* [Your instructions]
Repeat verbatim the lines of the data below, beginning with the line containing "Where can the yellow boat" and continuing to the end.

* [Task data]
━━━━━━━━━━━━━━━━━━━━

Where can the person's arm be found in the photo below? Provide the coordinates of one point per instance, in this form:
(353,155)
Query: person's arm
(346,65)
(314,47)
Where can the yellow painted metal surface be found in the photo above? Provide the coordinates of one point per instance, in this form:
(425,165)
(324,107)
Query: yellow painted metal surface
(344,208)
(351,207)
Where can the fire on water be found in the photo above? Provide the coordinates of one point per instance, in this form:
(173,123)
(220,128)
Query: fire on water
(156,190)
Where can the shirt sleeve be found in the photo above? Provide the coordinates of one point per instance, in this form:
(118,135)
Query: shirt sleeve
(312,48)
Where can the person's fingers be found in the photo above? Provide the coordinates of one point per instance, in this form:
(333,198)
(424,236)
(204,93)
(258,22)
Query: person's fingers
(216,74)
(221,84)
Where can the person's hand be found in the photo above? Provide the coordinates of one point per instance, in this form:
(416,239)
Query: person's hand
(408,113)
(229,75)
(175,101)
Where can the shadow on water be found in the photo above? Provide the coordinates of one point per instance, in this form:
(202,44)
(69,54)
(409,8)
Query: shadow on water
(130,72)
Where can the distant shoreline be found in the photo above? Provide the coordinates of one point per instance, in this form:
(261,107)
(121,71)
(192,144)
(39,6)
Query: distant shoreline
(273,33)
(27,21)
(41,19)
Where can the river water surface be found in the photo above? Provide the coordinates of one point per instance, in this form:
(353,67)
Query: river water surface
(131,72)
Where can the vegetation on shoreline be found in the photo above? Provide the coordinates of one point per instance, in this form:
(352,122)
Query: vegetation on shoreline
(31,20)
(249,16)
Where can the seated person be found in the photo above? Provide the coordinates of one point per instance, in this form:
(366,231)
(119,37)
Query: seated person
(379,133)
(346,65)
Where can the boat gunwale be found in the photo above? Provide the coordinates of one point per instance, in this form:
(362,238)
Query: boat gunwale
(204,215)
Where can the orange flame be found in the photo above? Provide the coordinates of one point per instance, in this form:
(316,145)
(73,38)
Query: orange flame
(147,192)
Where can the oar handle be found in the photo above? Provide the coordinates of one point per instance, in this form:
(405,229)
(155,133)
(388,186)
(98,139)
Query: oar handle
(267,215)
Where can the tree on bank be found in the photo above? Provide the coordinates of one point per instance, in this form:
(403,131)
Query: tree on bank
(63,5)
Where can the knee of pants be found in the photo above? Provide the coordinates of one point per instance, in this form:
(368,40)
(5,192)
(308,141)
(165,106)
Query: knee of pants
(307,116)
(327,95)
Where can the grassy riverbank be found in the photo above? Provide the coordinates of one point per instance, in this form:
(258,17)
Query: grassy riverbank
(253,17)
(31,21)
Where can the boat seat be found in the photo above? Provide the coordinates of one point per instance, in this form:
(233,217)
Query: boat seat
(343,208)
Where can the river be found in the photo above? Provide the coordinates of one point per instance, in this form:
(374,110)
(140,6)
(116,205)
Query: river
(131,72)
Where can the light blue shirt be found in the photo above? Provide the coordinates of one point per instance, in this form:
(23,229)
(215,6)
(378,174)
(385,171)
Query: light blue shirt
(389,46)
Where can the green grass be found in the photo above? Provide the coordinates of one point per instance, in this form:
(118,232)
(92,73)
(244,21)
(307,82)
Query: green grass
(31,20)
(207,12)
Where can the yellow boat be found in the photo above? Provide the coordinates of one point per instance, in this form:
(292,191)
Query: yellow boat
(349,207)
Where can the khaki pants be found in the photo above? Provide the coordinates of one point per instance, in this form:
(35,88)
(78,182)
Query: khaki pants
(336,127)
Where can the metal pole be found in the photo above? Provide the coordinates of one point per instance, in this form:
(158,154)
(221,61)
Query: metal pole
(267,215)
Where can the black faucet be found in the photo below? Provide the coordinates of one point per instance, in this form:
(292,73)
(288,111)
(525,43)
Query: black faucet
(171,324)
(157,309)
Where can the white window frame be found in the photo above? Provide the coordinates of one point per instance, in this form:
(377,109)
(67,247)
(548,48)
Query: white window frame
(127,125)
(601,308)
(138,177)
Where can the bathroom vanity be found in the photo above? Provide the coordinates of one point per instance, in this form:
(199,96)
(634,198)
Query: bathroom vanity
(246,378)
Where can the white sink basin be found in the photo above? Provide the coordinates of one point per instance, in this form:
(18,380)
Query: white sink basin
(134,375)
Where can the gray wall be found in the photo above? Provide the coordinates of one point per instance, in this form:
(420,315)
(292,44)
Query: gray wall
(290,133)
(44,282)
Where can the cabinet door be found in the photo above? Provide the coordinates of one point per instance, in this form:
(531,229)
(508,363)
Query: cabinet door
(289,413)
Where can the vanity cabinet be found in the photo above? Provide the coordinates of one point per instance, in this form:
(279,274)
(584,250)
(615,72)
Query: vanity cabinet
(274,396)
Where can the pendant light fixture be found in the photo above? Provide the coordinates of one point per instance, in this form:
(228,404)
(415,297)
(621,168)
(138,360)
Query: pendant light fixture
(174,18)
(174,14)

━━━━━━━━━━━━━━━━━━━━

* [Exercise answer]
Where can the yellow boat be found in the photo above? Provide the coordinates of one point per instance, in this form:
(292,191)
Query: yellow boat
(349,207)
Where can the khaki pants be found in the photo above? Provide the coordinates of one point per instance, in this form:
(35,88)
(78,182)
Query: khaki pants
(336,127)
Where can the metal pole be found in the photo above? Provide the coordinates of one point per instance, in this form:
(158,154)
(221,61)
Query: metal pole
(267,215)
Where can the black faucet be found in the photo below? Provide the coordinates of one point per instance, in this form:
(292,73)
(288,111)
(525,43)
Query: black faucet
(171,324)
(157,309)
Where can the white window frame be found in the photo above? Provide the coordinates of one point per instance, in this form:
(377,109)
(67,247)
(548,48)
Query: white window frame
(127,125)
(601,308)
(138,177)
Where can the bathroom vanity be found in the photo above? Provide the coordinates of one point per instance, in this form:
(199,96)
(634,198)
Query: bathroom vanity
(246,378)
Where can the white sink basin be found in the photo above? Provide the coordinates of one point per instance, in this form:
(18,380)
Query: white sink basin
(134,375)
Where can the gray wall be found in the photo above? Provide the coordinates of one point per instance, in this form:
(420,315)
(292,44)
Query: gray wall
(290,133)
(44,282)
Where can the cabinet door be found in the photo above? Provide the coordinates of one point per instance, in this form:
(531,229)
(508,363)
Query: cabinet door
(289,413)
Where can the vanity cabinet be found in the photo above? Provide the coordinates of one point per instance, in this form:
(279,274)
(584,250)
(615,72)
Query: vanity cabinet
(274,396)
Where can the pendant light fixture be found in the photo above? Provide the coordinates of one point per instance, in this form:
(228,404)
(415,297)
(621,168)
(138,360)
Query: pendant light fixture
(174,18)
(174,14)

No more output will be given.